■ Exercise details
Rewrite the records from the line with "target | stack of floating logs" to the line with "x=296, y=74", both lines included, and reproduce every line in that range. Scale each answer point's x and y coordinates by 1.6 and round to whole numbers, with halves going up, while leaving the sample coordinates and all other text unchanged.

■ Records

** Start **

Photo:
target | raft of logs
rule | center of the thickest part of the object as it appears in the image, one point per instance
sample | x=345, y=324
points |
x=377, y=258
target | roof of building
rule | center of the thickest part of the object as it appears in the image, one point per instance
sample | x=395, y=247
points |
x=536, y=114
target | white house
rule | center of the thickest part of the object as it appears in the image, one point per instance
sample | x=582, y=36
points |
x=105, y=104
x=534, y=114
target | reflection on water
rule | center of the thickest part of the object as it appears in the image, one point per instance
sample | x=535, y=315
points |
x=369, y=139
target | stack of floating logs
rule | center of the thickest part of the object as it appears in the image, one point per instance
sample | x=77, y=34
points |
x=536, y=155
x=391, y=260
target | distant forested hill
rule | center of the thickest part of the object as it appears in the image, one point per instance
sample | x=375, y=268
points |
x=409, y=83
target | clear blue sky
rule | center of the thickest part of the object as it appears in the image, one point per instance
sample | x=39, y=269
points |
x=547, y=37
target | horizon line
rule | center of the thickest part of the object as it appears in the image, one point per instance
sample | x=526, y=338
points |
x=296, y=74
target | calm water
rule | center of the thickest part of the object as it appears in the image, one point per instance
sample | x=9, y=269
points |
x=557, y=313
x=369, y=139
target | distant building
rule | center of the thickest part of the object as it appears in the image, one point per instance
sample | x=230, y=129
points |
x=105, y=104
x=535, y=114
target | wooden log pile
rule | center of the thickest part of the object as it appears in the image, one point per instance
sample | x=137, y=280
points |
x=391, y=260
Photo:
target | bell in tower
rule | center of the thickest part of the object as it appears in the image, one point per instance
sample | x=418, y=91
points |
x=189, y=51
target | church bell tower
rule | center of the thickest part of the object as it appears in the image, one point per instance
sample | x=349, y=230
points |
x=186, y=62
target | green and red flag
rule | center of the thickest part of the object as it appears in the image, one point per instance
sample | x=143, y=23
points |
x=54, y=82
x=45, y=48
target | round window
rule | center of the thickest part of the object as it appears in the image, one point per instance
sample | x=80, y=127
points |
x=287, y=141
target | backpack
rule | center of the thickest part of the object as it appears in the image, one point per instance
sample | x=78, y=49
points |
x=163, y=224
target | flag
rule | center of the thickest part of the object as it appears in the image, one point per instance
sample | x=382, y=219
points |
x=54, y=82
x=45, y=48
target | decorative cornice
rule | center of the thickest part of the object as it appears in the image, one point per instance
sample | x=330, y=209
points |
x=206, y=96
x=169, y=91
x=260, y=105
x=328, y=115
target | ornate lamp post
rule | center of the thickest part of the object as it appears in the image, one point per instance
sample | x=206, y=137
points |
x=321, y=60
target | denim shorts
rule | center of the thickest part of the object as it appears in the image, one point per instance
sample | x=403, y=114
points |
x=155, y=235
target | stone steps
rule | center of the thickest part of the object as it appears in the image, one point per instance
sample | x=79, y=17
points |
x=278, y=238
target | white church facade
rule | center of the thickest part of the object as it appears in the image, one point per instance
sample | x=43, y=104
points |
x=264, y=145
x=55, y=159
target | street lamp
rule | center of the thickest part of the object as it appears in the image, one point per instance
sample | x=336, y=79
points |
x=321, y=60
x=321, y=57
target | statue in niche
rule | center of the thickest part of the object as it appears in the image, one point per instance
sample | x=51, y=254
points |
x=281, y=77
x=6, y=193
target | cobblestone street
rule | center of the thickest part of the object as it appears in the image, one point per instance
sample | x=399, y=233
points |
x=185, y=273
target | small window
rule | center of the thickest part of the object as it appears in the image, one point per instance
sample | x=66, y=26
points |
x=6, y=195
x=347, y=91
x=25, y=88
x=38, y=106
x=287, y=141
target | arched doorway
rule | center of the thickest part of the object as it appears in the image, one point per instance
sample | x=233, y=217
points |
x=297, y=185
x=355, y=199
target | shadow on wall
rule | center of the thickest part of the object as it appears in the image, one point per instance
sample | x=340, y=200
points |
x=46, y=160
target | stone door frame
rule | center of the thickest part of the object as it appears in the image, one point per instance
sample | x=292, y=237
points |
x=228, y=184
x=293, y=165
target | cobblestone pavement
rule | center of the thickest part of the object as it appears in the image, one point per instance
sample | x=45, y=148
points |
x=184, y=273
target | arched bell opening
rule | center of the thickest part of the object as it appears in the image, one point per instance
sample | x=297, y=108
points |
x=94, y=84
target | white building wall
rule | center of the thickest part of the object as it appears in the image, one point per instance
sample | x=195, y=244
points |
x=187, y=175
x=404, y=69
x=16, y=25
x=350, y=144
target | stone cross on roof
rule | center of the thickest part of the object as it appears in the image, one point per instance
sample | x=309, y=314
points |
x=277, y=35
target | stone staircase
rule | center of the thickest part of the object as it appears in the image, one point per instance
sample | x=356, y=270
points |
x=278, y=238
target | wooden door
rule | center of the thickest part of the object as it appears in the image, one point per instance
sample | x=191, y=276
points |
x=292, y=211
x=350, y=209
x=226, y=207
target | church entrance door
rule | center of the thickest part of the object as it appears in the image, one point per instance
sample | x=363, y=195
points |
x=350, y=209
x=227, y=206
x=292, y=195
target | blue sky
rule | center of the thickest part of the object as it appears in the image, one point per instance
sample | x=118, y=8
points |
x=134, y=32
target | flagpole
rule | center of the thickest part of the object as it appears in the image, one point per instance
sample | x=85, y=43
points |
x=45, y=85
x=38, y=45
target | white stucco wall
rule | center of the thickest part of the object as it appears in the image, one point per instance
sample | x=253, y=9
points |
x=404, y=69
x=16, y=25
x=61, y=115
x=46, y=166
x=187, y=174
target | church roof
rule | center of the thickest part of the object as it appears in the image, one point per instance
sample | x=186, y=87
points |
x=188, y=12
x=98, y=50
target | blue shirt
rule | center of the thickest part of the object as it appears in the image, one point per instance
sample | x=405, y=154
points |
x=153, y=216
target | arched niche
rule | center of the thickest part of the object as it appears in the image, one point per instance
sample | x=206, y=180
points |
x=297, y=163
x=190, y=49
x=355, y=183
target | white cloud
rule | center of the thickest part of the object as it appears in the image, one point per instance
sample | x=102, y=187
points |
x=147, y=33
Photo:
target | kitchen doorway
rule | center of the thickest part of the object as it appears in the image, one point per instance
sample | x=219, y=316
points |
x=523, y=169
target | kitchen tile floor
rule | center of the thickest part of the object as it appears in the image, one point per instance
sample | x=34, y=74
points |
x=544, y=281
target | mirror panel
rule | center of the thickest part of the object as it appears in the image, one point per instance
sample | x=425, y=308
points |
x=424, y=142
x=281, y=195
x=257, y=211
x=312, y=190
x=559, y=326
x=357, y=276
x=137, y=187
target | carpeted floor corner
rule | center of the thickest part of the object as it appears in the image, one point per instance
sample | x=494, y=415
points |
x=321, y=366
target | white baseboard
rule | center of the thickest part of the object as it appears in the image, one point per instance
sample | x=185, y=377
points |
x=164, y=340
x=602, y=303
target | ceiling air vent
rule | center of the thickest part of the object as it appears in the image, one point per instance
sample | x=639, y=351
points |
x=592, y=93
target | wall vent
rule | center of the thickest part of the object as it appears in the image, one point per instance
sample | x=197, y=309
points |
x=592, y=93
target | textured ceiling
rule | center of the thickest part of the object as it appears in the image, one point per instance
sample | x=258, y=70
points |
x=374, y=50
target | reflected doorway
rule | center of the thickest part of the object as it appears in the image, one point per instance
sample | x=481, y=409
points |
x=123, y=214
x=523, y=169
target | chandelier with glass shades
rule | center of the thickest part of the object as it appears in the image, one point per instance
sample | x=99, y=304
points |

** End **

■ Solution for this task
target | stack of floating logs
rule | center of the thickest part of the object as it appears in the image, one point per instance
sample | x=77, y=34
points |
x=858, y=248
x=626, y=416
target | distant forested hill
rule | center of the thickest part of the object as it appears in the image, one point per instance
sample | x=375, y=268
points |
x=654, y=133
target | clear blue sky
rule | center of the thickest part of the object as it appears in the image, one point per instance
sample | x=39, y=269
points |
x=875, y=59
target | horizon line
rule | center of the thickest part of the object as it appears in the image, one point per instance
sample | x=526, y=338
points |
x=474, y=118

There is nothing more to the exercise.